### ASSIGNMENT
Wherever "working" occurs in the entries, copy the line that holds it.

**** DATA EXTRACTS

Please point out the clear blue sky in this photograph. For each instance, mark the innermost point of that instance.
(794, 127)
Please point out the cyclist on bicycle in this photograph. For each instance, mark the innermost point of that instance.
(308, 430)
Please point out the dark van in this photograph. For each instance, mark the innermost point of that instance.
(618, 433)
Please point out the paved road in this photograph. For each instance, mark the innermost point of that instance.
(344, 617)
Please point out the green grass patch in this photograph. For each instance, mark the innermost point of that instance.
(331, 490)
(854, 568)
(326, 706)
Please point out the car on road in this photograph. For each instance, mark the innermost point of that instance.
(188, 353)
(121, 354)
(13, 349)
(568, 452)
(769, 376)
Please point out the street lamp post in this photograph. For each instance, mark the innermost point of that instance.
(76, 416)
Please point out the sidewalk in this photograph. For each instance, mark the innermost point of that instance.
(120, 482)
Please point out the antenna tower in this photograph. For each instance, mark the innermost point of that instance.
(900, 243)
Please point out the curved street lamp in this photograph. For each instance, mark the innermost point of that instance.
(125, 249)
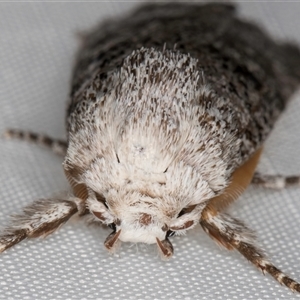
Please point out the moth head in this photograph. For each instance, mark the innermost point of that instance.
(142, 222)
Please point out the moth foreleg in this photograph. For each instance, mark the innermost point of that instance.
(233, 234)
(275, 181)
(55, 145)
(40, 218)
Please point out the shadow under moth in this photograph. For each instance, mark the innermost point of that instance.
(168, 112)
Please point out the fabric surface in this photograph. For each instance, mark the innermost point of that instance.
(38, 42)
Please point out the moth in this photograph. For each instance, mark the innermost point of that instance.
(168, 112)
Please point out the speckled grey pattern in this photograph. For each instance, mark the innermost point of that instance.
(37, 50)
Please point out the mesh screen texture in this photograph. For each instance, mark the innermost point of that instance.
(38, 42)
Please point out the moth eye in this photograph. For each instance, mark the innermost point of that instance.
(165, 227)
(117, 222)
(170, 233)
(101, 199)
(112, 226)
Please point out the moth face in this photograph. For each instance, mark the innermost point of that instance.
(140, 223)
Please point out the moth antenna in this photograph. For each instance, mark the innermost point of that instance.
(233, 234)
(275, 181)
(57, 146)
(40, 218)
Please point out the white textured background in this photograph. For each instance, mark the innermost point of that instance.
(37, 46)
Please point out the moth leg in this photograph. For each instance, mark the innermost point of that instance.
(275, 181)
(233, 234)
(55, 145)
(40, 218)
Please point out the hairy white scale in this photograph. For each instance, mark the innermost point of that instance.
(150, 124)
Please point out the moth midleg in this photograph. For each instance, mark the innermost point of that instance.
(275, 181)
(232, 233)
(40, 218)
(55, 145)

********
**** DATA EXTRACTS

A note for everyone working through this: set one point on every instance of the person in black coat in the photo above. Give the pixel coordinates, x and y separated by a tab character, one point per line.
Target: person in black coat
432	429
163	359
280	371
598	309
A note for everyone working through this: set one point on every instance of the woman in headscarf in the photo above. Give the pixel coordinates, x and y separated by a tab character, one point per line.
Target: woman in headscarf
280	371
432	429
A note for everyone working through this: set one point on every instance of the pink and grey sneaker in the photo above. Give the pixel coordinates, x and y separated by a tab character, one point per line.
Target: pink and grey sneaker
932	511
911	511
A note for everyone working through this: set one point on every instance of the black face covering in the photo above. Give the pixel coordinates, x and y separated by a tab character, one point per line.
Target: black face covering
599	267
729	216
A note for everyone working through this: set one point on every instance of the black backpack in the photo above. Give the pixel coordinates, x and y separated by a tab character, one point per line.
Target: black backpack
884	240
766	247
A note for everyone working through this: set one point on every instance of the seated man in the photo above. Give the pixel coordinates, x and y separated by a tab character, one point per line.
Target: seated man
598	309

********

### THE COMPLETED TASK
A note for everyone working through this: set one point on every instance of the person in black coat in the photo above. Give the pixel coordinates, x and y separated by a tab character, one point per line.
A note for everyone working through this: set one point on every instance of the woman in headscarf in the photo above. Give the pixel coordinates, x and y separated by a tab character, one point per line.
A note for everyone working through this: set one point on every instance of the pink and grey sneaker in the photo above. Give the pixel coordinates, x and y separated by a tab character, one point per line.
A note for everyone working through this: set one point on every instance of the black face covering in the photo above. Give the pixel coordinates, x and y separated by a tab character, one point per line.
A note for everyone working through this: set one point on every instance of the black backpack in the photo above. Give the pixel coordinates, x and y separated by a tab character, one point per line.
A note for everyone working through this: set one point on every instance of the seated man in the photo above. Give the pixel coordinates, x and y separated by a tab character, one point per line.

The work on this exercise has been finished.